:: WHAT TO WORK ON ::
Return every line of the listing below that contains the word "manhole", copying each line in full.
* BEGIN *
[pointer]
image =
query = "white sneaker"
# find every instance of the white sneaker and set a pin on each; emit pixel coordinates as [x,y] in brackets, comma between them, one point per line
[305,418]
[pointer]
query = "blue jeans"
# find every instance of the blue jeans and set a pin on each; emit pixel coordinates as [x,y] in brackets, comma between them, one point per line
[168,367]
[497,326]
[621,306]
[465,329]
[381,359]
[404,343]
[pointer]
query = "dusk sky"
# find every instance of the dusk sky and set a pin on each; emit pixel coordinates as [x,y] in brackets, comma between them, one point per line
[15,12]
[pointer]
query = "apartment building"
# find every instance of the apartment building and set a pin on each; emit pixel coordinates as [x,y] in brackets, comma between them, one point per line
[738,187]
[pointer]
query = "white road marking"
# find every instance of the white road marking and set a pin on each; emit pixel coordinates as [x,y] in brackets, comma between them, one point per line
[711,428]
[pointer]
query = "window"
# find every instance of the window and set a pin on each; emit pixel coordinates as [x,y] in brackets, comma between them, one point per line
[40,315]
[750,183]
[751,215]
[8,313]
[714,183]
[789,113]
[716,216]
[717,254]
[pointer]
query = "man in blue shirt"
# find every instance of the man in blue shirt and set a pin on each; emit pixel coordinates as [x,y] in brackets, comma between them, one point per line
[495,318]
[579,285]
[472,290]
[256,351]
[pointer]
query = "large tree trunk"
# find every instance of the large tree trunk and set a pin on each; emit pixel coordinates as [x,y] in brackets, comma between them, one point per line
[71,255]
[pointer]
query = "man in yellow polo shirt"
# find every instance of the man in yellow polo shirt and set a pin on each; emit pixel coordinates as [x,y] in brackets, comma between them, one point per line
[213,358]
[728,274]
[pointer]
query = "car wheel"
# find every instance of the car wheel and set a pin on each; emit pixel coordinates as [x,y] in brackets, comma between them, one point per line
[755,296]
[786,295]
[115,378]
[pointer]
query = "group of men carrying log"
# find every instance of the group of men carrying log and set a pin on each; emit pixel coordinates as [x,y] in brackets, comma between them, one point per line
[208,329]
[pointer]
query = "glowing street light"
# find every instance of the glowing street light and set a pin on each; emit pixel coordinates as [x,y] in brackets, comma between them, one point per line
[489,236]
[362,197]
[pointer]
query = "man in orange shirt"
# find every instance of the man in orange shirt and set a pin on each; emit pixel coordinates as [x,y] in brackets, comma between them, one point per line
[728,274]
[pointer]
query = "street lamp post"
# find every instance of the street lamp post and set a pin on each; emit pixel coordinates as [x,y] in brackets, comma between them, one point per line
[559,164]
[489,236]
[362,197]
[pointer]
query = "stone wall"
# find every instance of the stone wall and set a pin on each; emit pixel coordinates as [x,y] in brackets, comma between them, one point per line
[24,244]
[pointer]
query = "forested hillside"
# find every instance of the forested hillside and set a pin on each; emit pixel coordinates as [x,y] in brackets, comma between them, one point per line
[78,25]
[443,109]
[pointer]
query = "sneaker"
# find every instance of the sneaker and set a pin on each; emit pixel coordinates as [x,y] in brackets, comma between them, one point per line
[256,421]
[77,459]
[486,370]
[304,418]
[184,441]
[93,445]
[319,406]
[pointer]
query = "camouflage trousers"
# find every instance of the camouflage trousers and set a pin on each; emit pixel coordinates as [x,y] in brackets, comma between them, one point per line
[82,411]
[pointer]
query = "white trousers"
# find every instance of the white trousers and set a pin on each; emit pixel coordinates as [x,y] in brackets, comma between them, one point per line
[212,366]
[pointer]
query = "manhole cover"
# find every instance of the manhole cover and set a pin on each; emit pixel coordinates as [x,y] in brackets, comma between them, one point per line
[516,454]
* END *
:: FINAL RESULT ::
query = "manhole cover"
# find every instance of the manhole cover and set a pin on each; emit pixel coordinates as [x,y] in brackets, comma between them, one point per line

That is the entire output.